Tasks and exercises —
(1) In the Canon 6D II memory card article, when did Sony release its G series UHS-II cards?
(2) Continue the Canon 6D II memory card article, starting after its final sentence.
┌─ Source passage
The Toshiba and Lexar UHS-II cards are also fast, but you can’t find those Toshiba cards really anymore.
Top 5 Fastest Cards For The Canon 6D mkII | Including Both UHS-II and UHS-I
I’m not including the Toshiba card because it’s unreasonable to buy that card.
Sony G UHS-II
This is the best card you can buy for the Canon 6D II. It’s also one of the newest cards on the List. Sony just released the G series UHS-II cards early 2017. Sony cards in general have proven to be very reliable and the Sony cards have worked great in every Canon cameras I’ve tested so far. – Amazon / Adorama / BHphoto
Lexar 2000x UHS-II
Lexar is almost a household name for memory cards at this point. They have been known for making some of the fastest memory cards. The 2000x has been around for a few years now and has proven to be a reliable card. What’s nice about Lexar UHS-II cards, is they usually come with a UHS-II memory card reader. – Amazon / Adorama / BHphoto
Sandisk Extreme Pro UHS-I
The Sandisk Extreme Pro is the bread and butter for most cameras. It almost always performs #1 in terms of speed and reliability with my memory card speed tests. This would be my first choice if I were to buy a card for the Canon 6D II. I highly recommend this card for a UHS-I card. –Amazon / Adorama / BHphoto
Delkin 250 UHS-II
Delkin has been around for a long time but still isn’t as popular as Sandisk or Lexar in terms of memory cards for cameras. They are a great hoice and I’ve yet to have any issues with these cards. – Amazon / Adorama / BHphoto
Kingston doesn’t make too many memory cards, but this card always is on the top of the list. It almost always seems to perform second to the Sandisk Extreme Pro card. If you see this card on sale, or you have something personal against Sandisk, this will be your best card. Highly recommended. – Amazon / Adorama / BHphoto
Frequently Asked Questions
A list of some topics that hopefully will answer any questions you have.
└─
┌─ Data supplied
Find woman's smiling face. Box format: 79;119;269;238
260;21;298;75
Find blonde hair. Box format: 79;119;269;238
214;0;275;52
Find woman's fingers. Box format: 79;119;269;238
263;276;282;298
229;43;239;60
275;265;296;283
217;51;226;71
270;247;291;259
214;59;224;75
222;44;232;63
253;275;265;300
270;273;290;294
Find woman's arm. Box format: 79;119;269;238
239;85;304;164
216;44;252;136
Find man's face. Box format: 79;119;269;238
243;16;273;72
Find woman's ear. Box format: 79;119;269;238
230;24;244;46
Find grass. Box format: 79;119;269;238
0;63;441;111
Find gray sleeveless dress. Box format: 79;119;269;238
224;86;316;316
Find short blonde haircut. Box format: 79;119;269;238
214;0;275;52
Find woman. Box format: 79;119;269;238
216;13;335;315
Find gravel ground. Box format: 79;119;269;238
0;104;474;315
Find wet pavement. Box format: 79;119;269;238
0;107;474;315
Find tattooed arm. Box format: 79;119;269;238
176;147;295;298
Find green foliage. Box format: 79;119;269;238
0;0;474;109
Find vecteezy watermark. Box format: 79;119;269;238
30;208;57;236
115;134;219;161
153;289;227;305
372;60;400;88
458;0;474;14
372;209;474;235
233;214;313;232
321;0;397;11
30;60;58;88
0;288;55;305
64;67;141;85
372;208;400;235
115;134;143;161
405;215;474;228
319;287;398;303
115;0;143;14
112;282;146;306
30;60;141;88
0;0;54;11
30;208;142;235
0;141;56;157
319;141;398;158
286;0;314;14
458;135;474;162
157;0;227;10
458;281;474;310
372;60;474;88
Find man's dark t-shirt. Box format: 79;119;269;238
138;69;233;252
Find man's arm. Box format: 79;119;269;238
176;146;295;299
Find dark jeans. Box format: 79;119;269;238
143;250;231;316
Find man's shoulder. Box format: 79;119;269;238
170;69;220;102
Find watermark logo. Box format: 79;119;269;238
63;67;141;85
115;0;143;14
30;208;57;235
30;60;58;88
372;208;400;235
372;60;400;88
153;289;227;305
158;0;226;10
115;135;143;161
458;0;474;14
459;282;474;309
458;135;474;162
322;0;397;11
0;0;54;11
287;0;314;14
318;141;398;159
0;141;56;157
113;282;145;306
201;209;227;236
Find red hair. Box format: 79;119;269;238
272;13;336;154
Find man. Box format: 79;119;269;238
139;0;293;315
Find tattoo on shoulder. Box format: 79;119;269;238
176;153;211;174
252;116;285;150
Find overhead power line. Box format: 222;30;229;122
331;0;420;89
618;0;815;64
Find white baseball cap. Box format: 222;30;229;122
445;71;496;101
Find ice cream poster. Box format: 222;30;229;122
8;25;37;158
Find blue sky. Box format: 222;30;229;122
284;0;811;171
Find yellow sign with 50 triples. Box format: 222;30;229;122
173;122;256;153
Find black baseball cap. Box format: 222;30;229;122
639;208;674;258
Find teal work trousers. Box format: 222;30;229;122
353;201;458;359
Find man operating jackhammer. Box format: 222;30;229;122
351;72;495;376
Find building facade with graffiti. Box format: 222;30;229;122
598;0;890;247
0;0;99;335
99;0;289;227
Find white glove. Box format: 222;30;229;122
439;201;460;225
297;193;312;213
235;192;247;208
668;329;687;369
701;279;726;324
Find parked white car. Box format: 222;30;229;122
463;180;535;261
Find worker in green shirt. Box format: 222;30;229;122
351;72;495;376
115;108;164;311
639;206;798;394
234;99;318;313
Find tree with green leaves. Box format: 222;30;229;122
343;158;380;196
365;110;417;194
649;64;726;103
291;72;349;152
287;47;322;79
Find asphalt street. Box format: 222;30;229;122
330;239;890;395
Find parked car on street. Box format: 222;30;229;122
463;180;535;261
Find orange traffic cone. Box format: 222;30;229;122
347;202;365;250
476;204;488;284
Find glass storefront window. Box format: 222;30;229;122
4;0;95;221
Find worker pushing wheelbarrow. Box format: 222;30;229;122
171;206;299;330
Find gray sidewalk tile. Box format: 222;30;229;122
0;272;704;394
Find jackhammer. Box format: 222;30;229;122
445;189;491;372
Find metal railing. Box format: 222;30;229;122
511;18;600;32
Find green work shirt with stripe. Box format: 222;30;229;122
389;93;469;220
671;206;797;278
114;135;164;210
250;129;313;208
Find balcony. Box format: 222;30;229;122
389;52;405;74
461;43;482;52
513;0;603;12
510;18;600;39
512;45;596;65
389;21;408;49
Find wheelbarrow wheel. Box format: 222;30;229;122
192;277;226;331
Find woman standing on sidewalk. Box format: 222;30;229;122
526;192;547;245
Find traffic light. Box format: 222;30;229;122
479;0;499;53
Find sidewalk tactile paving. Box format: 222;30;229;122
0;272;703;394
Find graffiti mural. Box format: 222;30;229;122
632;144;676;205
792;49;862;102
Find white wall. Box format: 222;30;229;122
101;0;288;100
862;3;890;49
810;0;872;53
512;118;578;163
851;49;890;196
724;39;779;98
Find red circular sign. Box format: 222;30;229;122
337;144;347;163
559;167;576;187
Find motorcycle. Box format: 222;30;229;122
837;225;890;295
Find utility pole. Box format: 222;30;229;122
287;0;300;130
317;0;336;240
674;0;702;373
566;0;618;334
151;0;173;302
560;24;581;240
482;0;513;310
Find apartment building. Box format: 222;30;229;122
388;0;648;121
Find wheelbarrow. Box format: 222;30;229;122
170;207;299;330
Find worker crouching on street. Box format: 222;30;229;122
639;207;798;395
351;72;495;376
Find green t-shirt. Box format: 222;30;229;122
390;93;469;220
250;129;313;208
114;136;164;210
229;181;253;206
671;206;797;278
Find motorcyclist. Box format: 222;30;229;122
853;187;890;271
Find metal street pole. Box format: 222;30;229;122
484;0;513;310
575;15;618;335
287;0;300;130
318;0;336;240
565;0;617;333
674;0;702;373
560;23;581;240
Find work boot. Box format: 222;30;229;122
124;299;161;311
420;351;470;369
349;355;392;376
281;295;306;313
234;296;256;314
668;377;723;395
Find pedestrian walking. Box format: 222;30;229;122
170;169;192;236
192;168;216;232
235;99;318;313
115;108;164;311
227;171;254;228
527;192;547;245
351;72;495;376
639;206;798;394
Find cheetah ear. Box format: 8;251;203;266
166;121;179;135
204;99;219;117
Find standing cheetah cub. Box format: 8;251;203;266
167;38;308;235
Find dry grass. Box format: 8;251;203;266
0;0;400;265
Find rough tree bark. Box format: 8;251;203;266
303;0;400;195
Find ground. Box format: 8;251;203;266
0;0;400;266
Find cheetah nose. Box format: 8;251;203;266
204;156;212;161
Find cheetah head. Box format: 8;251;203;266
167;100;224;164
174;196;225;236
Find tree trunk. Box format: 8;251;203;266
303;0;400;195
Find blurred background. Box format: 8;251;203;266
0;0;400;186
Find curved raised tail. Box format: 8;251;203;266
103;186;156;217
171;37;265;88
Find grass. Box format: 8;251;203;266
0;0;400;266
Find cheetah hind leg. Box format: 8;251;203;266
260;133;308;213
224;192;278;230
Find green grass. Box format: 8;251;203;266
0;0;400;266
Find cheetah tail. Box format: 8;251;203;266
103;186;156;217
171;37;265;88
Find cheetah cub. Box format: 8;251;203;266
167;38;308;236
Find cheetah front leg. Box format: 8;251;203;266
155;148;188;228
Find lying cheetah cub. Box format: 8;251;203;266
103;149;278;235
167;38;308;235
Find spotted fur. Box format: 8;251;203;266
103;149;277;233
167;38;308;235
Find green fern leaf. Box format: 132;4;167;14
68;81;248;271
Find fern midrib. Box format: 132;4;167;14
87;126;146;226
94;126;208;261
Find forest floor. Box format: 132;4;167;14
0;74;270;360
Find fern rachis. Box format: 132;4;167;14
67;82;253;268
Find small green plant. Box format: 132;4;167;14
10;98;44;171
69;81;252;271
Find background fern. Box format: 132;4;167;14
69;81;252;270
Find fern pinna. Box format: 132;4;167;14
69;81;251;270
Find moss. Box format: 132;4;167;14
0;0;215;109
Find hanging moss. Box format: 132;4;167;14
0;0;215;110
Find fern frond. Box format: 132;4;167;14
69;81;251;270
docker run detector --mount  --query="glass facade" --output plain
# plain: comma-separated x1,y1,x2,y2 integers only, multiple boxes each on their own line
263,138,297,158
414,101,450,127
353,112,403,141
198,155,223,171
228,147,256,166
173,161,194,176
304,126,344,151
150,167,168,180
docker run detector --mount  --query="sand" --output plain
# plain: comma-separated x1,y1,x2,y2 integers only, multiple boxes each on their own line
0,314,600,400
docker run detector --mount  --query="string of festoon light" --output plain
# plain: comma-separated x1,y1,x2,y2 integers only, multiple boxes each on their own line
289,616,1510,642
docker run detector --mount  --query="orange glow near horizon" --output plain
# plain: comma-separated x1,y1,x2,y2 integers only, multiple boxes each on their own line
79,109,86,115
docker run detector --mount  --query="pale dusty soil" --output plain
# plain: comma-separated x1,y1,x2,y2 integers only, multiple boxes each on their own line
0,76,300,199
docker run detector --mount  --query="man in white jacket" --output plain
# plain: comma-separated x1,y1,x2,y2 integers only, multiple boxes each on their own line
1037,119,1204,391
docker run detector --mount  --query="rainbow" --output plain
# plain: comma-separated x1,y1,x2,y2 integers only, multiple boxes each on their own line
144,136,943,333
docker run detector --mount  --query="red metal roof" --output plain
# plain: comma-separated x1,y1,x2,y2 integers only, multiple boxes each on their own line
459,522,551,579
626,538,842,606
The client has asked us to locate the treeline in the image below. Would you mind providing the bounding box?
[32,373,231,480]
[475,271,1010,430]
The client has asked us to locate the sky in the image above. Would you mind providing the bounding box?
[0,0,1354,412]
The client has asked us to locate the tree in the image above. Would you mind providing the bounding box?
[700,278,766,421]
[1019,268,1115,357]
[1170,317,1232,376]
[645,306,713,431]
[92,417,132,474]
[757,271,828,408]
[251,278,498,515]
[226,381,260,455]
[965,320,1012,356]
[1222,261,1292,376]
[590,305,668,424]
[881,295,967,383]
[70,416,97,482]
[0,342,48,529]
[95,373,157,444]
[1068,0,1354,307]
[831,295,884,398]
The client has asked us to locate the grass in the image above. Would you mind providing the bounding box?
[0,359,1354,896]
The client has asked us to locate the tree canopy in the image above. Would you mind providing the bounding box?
└─
In response —
(1) Early 2017.

(2)
Should I use USH-I or UHS-II and what’s the difference?
The Canon 6D II does not actually take advantage of the second set of pins on UHS-II cards to run at their maximum speed. So you don’t get really any speed benefit that comes with UHS-II when using the card in camera. However, if you have a fast hard drive and a fast UHS-II memory card reader, you can cut down transfer times significantly.
This of course depends on your needs. If you’re a professional in a studio that needs fast transfer speeds then this might be something to consider. If you’re just an average joe, I recommend going with UHS-I memory cards.
What do all the numbers and letters on the memory cards mean?
All the numbers and letters on memory cards have to do with speeds, like UHS-II or UHS-I, but also minimum speeds.
If you see U1 or U3, this means the card is capable of running at a minimum speed of 10MB/s with U1, or 30MB/s with U3. They’re now starting to use V30, V60 and V90 as a new format for listing these speeds.
What size memory card do I need?
I’ve always been fine with 64GB. Even when I’m shooting video 64GB has been enough for me, and I usually carry around multiple cards. I’ve never filled a 64GB card in a day of shooting with photography but I have with 32GB cards. So as long as you transfer the photos of your card every night, you should be fine with a 64GB card.
If you shoot a lot of video, you might want to go with the 128GB cards.
Memory card isn’t working, what should I do?
Most memory cards have a 3 year to lifetime warranty. You can always send them in for replacement. However, you can also send your card back to Amazon or BHphoto if it falls within the 30 day purchase period.
I recommend you do not buy card from Ebay as counterfeit cards are a real problem over there. Hens the nickname, “Scambay.”
Best Memory Cards For The Canon 6D Mark II | Bottom Line
While the fastest cards are the UHS-II cards, the difference is marginal and you won’t notice it in real world shooting. Because of this, I recommend you buy the Sandisk Extreme Pro cards or the Kingston.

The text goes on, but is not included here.